● Exercise brief
Copy exactly, please, the lines of the data from its start through the line containing "task | place a marker on each instance of the pile".

● Records to use
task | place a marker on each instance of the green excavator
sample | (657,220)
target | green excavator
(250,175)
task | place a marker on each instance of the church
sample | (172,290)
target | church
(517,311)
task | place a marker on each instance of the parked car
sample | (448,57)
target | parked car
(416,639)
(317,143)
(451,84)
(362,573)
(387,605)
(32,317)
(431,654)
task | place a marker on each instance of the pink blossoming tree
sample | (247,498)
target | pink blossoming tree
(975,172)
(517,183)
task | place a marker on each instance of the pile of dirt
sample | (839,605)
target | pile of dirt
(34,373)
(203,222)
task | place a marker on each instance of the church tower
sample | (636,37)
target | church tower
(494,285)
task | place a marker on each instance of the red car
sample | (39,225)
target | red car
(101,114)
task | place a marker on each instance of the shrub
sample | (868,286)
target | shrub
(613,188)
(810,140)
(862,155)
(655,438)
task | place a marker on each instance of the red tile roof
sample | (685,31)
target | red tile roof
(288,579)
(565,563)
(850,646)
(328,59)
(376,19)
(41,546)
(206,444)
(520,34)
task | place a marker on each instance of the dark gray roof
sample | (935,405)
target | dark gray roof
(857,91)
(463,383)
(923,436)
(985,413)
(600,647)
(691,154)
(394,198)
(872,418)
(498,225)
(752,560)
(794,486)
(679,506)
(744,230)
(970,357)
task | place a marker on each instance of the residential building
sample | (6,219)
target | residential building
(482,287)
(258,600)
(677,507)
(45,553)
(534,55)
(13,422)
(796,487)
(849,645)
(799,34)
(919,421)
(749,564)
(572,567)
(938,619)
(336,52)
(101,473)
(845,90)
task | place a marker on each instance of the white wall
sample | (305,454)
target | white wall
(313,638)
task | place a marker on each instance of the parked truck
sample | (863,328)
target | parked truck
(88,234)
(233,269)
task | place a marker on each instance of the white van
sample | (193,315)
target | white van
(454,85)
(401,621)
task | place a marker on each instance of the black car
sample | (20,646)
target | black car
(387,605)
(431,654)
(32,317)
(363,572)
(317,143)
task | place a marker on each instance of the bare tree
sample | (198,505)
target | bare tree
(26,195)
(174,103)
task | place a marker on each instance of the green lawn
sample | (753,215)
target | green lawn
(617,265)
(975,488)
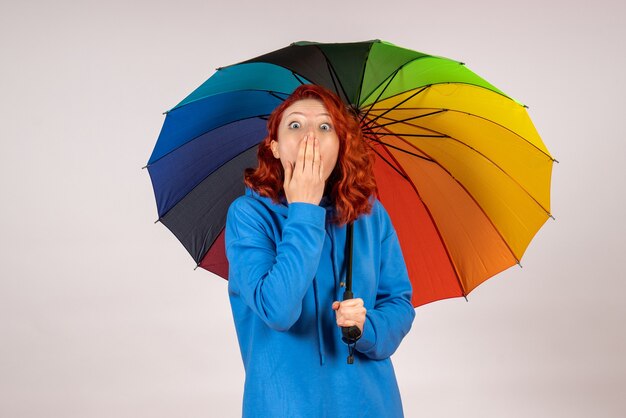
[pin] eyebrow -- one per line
(300, 113)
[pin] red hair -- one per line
(351, 183)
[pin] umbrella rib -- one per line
(477, 152)
(358, 97)
(264, 117)
(411, 118)
(397, 70)
(199, 182)
(434, 222)
(390, 79)
(333, 73)
(369, 123)
(469, 114)
(468, 194)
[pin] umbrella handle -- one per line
(352, 333)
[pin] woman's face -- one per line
(302, 118)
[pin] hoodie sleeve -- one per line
(272, 278)
(391, 319)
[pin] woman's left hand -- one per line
(350, 312)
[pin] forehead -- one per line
(308, 107)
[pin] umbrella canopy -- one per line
(459, 165)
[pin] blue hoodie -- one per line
(286, 267)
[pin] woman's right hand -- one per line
(304, 182)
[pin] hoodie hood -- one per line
(283, 207)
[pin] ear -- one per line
(274, 147)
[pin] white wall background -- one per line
(101, 312)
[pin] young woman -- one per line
(285, 242)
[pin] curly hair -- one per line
(351, 183)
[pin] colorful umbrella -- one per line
(460, 167)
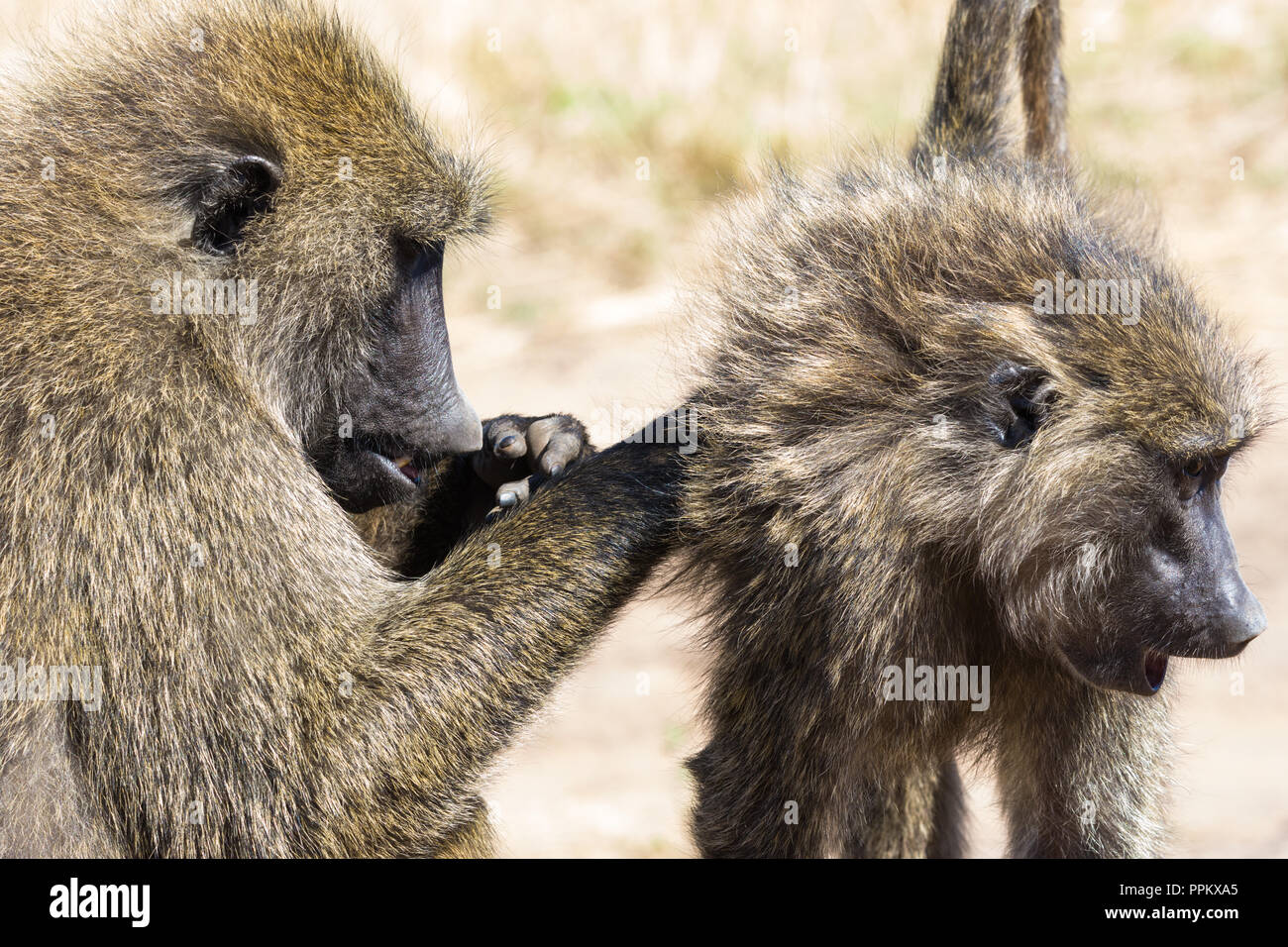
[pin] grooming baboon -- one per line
(903, 460)
(170, 475)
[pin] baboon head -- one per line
(271, 149)
(978, 376)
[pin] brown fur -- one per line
(159, 517)
(848, 412)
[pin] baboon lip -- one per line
(1155, 669)
(403, 464)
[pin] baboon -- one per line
(913, 468)
(176, 471)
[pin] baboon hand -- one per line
(520, 454)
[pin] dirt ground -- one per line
(1184, 102)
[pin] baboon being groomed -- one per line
(958, 488)
(222, 232)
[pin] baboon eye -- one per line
(227, 204)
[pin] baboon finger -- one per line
(503, 447)
(514, 492)
(555, 442)
(502, 437)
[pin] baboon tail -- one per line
(986, 40)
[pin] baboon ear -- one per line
(227, 202)
(1028, 395)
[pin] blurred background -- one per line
(617, 127)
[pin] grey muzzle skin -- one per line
(404, 405)
(1186, 599)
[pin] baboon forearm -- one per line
(468, 652)
(1065, 793)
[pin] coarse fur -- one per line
(859, 497)
(269, 686)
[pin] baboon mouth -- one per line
(407, 468)
(1155, 669)
(404, 466)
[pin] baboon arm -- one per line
(279, 693)
(467, 654)
(416, 535)
(1082, 772)
(987, 43)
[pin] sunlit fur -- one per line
(853, 320)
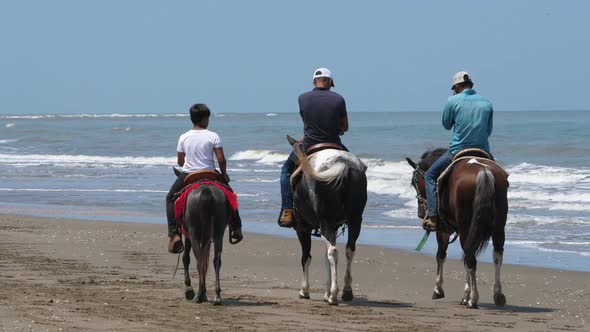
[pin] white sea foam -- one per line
(83, 160)
(84, 190)
(80, 116)
(260, 156)
(539, 245)
(389, 178)
(525, 173)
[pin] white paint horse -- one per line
(332, 192)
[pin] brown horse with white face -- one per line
(475, 206)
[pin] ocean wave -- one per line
(526, 173)
(541, 245)
(82, 161)
(85, 190)
(260, 156)
(527, 220)
(84, 115)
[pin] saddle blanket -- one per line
(180, 203)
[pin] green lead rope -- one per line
(423, 241)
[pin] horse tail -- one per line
(335, 174)
(483, 219)
(206, 214)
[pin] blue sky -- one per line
(258, 56)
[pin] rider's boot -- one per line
(175, 245)
(286, 218)
(235, 229)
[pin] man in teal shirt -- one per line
(471, 118)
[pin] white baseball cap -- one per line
(461, 77)
(323, 72)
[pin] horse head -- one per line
(428, 158)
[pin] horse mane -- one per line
(429, 157)
(336, 172)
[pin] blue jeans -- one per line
(430, 178)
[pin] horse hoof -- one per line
(189, 294)
(303, 296)
(500, 299)
(347, 295)
(436, 295)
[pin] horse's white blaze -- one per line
(348, 275)
(440, 262)
(305, 280)
(497, 265)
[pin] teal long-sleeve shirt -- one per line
(471, 118)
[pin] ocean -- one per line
(118, 167)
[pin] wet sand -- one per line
(77, 275)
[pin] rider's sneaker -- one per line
(175, 244)
(286, 219)
(235, 234)
(429, 223)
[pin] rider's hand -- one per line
(225, 177)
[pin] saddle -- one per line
(310, 151)
(202, 175)
(441, 182)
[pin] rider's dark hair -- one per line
(199, 112)
(467, 82)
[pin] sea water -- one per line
(119, 167)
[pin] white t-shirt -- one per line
(198, 146)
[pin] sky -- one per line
(140, 56)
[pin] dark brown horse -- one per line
(475, 206)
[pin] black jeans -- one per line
(236, 221)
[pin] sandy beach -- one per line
(77, 275)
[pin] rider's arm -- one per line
(222, 162)
(343, 124)
(343, 118)
(448, 116)
(180, 158)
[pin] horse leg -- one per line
(471, 266)
(331, 262)
(218, 247)
(441, 255)
(189, 293)
(354, 230)
(498, 241)
(202, 254)
(305, 241)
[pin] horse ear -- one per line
(291, 140)
(411, 162)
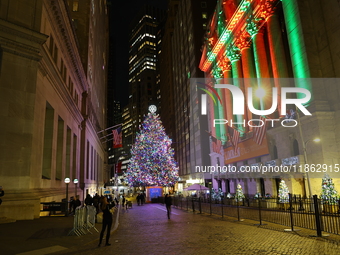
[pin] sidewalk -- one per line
(146, 230)
(42, 236)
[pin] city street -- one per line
(146, 230)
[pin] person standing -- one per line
(2, 193)
(88, 200)
(107, 221)
(123, 201)
(168, 203)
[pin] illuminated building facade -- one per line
(276, 39)
(53, 95)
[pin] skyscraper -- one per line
(143, 60)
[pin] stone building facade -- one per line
(267, 42)
(53, 62)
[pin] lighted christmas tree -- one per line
(152, 162)
(239, 193)
(328, 193)
(283, 192)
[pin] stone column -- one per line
(234, 55)
(262, 68)
(277, 55)
(248, 70)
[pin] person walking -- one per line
(2, 193)
(168, 203)
(107, 221)
(123, 201)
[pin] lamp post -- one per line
(75, 181)
(316, 140)
(67, 181)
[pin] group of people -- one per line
(2, 193)
(141, 198)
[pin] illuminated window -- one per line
(75, 6)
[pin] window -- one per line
(296, 148)
(75, 6)
(275, 156)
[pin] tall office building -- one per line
(166, 72)
(143, 61)
(53, 99)
(189, 26)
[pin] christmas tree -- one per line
(152, 161)
(328, 192)
(239, 193)
(283, 192)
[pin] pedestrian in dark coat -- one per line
(168, 203)
(107, 221)
(2, 193)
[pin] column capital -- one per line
(254, 25)
(233, 53)
(216, 72)
(243, 41)
(267, 8)
(225, 65)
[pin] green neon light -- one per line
(297, 45)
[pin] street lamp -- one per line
(75, 181)
(316, 140)
(67, 181)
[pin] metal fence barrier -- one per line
(310, 213)
(84, 220)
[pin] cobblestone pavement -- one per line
(146, 230)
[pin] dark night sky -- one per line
(122, 13)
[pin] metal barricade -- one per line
(84, 220)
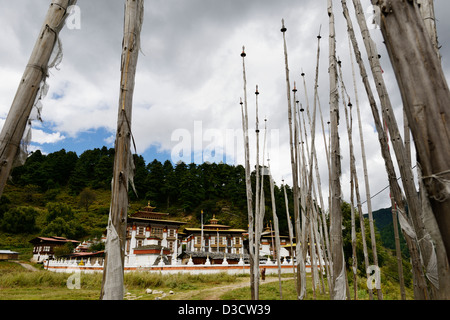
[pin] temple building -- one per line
(215, 237)
(151, 236)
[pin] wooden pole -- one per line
(429, 19)
(414, 207)
(277, 232)
(291, 235)
(301, 272)
(426, 97)
(339, 278)
(366, 175)
(113, 268)
(35, 72)
(254, 274)
(420, 290)
(353, 182)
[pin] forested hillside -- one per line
(63, 194)
(79, 188)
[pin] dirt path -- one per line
(27, 266)
(215, 292)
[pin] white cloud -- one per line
(41, 137)
(191, 71)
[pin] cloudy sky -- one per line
(189, 79)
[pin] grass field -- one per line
(17, 283)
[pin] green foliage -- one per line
(64, 250)
(58, 210)
(19, 220)
(87, 198)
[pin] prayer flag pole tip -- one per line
(283, 28)
(243, 54)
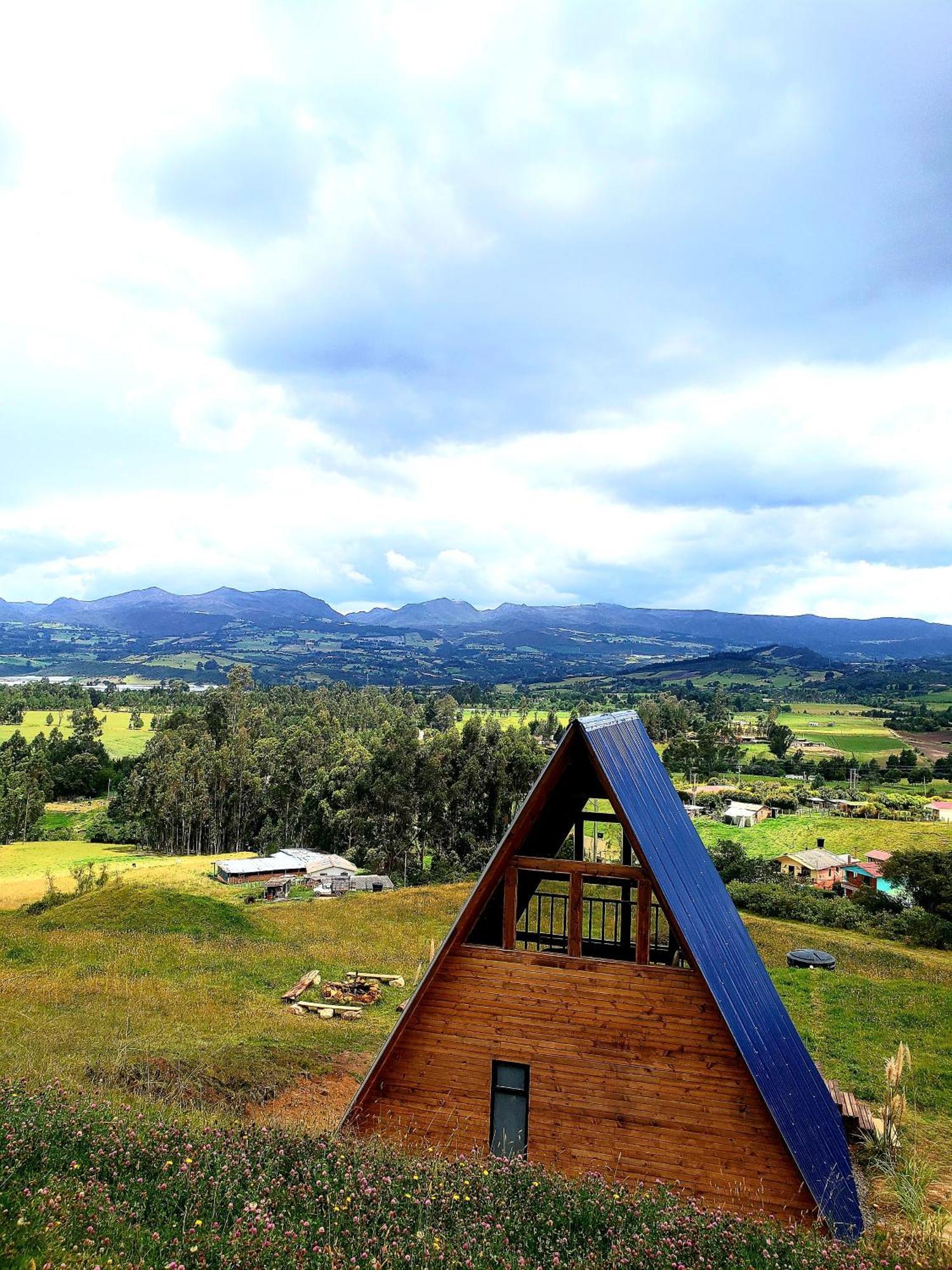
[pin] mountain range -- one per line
(157, 614)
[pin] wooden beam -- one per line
(587, 868)
(643, 932)
(576, 915)
(510, 909)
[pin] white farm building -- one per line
(293, 862)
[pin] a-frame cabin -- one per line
(612, 1014)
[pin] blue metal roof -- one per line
(724, 953)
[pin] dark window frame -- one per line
(496, 1088)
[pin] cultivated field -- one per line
(849, 730)
(119, 739)
(512, 718)
(25, 868)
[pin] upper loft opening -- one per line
(576, 886)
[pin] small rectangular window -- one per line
(510, 1112)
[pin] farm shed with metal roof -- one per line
(612, 1015)
(298, 862)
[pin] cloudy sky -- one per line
(539, 302)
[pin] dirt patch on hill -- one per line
(314, 1103)
(934, 745)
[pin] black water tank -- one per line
(810, 959)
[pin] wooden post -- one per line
(576, 915)
(510, 907)
(643, 938)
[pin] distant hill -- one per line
(159, 613)
(585, 634)
(758, 662)
(875, 639)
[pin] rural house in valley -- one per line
(612, 1017)
(290, 863)
(746, 815)
(816, 868)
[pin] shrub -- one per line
(798, 905)
(822, 909)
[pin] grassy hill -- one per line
(841, 835)
(164, 991)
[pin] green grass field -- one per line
(841, 835)
(849, 730)
(25, 867)
(511, 718)
(119, 739)
(163, 989)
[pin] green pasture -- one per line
(512, 718)
(119, 739)
(841, 835)
(849, 730)
(166, 985)
(25, 868)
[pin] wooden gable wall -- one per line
(634, 1075)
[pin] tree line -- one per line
(378, 777)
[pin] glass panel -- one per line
(488, 929)
(510, 1123)
(511, 1076)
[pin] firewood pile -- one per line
(343, 1000)
(352, 993)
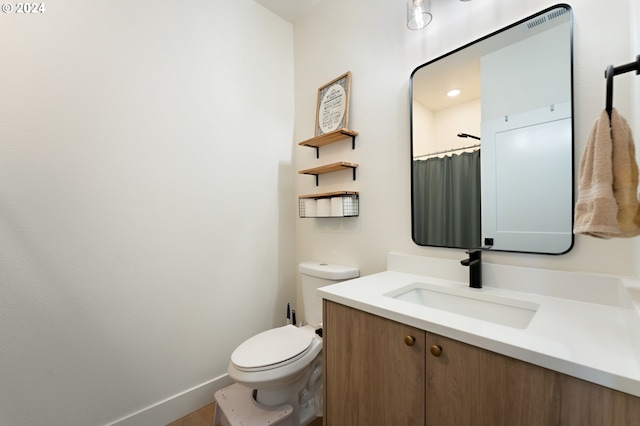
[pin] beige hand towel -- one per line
(607, 204)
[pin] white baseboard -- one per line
(177, 406)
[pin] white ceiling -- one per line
(291, 10)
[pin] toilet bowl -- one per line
(283, 365)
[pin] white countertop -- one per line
(594, 340)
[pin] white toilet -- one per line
(279, 371)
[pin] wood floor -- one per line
(204, 417)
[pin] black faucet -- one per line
(474, 262)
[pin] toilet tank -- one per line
(314, 275)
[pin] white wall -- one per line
(371, 40)
(146, 202)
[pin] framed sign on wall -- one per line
(333, 105)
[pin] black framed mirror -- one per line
(492, 167)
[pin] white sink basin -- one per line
(471, 303)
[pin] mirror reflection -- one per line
(492, 141)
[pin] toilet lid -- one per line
(271, 347)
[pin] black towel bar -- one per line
(612, 71)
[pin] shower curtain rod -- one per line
(612, 71)
(447, 151)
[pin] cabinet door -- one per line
(472, 386)
(371, 375)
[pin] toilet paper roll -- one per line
(336, 206)
(347, 206)
(310, 207)
(324, 207)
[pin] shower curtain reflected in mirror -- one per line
(446, 190)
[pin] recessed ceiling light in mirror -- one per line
(418, 14)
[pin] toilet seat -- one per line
(272, 349)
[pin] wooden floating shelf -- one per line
(329, 138)
(329, 194)
(329, 168)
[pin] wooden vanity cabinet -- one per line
(472, 386)
(372, 377)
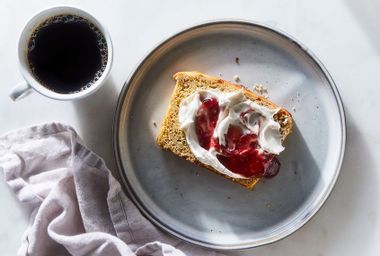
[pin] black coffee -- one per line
(67, 53)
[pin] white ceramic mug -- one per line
(31, 83)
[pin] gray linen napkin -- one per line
(79, 207)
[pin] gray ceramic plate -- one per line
(197, 205)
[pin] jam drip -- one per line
(241, 153)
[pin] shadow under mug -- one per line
(31, 83)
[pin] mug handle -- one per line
(20, 91)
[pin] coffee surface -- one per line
(67, 53)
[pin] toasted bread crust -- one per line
(172, 138)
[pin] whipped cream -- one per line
(259, 122)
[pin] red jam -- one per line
(241, 153)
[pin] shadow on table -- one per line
(346, 217)
(95, 116)
(367, 15)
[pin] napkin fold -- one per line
(78, 207)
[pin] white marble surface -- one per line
(343, 34)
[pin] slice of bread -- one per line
(172, 138)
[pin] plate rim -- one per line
(301, 222)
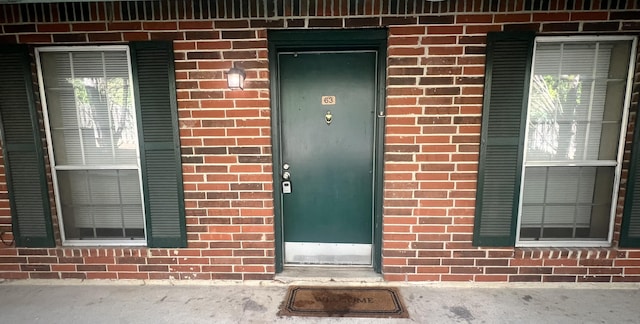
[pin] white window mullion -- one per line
(592, 93)
(106, 85)
(78, 118)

● Result of the exercise
task | place a marker on each instance of the green excavator
sample | (657,220)
target | green excavator
(250,175)
task | place a marker on each instance of the church
sample | (172,290)
target | church
(517,311)
task | place a marker on each instance of the parked car
sample | (448,57)
target | parked car
(416,639)
(317,143)
(451,84)
(362,573)
(387,605)
(32,317)
(431,654)
task | place a marker on each instance of the pink blossoming tree
sample | (247,498)
target | pink blossoming tree
(975,172)
(517,183)
task | place a marker on each instance of the pile of dirt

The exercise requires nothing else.